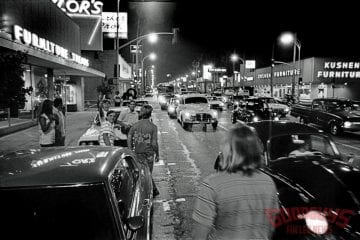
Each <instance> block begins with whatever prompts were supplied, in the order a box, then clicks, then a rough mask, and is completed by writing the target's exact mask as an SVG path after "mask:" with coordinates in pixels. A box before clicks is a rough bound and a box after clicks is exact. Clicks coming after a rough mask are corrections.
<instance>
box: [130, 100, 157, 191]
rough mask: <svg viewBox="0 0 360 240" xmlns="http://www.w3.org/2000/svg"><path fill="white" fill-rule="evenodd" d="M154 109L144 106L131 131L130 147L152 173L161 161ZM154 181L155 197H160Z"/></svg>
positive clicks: (140, 112) (139, 159)
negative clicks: (157, 196) (160, 160)
mask: <svg viewBox="0 0 360 240" xmlns="http://www.w3.org/2000/svg"><path fill="white" fill-rule="evenodd" d="M152 110H153V108H152V107H151V106H150V105H147V104H146V105H144V106H142V107H141V110H140V118H141V120H139V121H138V122H136V123H135V124H134V125H133V126H132V127H131V128H130V131H129V134H128V147H129V148H130V149H132V150H134V151H135V153H136V155H137V157H138V160H139V161H140V162H142V163H145V164H147V165H148V166H149V168H150V172H151V173H152V170H153V166H154V159H155V161H156V162H157V161H159V146H158V142H157V131H158V130H157V126H156V125H155V124H153V123H152V122H151V120H150V117H151V113H152ZM159 194H160V193H159V190H158V189H157V188H156V185H155V182H154V180H153V196H154V197H155V196H157V195H159Z"/></svg>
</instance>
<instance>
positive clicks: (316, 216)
mask: <svg viewBox="0 0 360 240" xmlns="http://www.w3.org/2000/svg"><path fill="white" fill-rule="evenodd" d="M304 218H305V223H306V226H307V227H308V228H309V230H310V231H312V232H313V233H316V234H324V233H326V232H327V230H328V227H329V224H328V222H327V220H326V217H325V216H324V215H323V214H321V213H320V212H318V211H309V212H308V213H306V214H305V215H304Z"/></svg>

**Directions:**
Rewrite the stretch from the start of the records through the line containing "positive clicks: (140, 112) (139, 159)", switching "rough mask" to "coarse mask" wherever it appears and leaving everything else the same. Leave the pictures out of your answer.

**Written reply:**
Each <instance> block begins with whatever prompts were supplied, in the order a box, then clicks, then a coarse mask, and is completed by writing the target's exact mask as an SVG path after "mask:" with coordinates in pixels. A box before clicks is a rough bound and a box after clicks is exact. Clicks coming after a coarse mask are corrections.
<instance>
box: [130, 100, 157, 191]
coarse mask: <svg viewBox="0 0 360 240" xmlns="http://www.w3.org/2000/svg"><path fill="white" fill-rule="evenodd" d="M154 109L144 106L131 131L130 147L152 173L161 161ZM154 181L155 197H160Z"/></svg>
positive clicks: (140, 112) (139, 159)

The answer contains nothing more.